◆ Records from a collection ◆
○ ○ ○
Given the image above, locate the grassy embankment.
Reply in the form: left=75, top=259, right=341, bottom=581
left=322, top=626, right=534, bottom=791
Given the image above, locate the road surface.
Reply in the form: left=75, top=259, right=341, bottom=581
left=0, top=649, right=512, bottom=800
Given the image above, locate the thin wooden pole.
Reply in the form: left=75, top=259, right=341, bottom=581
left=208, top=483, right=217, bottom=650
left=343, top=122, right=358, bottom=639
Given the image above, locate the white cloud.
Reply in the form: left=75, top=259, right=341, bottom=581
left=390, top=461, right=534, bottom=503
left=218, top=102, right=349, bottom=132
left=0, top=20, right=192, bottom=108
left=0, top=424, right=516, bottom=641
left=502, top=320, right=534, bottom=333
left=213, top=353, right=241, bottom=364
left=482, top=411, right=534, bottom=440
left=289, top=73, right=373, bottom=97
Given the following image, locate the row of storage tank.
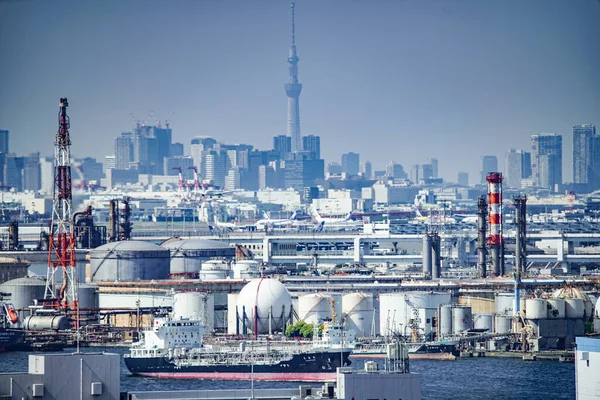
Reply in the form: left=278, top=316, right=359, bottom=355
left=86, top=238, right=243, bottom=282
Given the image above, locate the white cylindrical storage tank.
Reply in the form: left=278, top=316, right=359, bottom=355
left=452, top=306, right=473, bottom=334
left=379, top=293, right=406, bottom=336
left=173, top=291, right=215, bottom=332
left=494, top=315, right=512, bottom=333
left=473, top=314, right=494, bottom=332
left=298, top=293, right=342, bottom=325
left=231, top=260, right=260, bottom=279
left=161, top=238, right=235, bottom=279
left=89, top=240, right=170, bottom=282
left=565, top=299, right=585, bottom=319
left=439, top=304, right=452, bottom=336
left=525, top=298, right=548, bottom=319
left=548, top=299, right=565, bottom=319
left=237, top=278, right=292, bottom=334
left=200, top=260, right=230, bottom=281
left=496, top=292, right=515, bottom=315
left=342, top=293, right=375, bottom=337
○ ○ ○
◆ Request ◆
Echo the portion of the listing above that opens with the line containing "Given the image above, locate the thin" and closes with the line containing "left=86, top=238, right=243, bottom=282", both lines included, and omit any pictures from your reply.

◆ Full output ◆
Given the image above, locate the thin wooden pole.
Reply in the form: left=75, top=259, right=341, bottom=581
left=208, top=483, right=217, bottom=650
left=343, top=122, right=358, bottom=639
Given the image above, locate the white cloud.
Reply in the form: left=75, top=259, right=341, bottom=581
left=390, top=461, right=534, bottom=503
left=218, top=102, right=349, bottom=132
left=0, top=20, right=192, bottom=108
left=0, top=424, right=516, bottom=641
left=502, top=320, right=534, bottom=333
left=213, top=353, right=241, bottom=364
left=482, top=411, right=534, bottom=440
left=289, top=73, right=373, bottom=97
Given the following image, locate the row of storage tank.
Reply in the form: left=278, top=316, right=359, bottom=355
left=86, top=238, right=243, bottom=282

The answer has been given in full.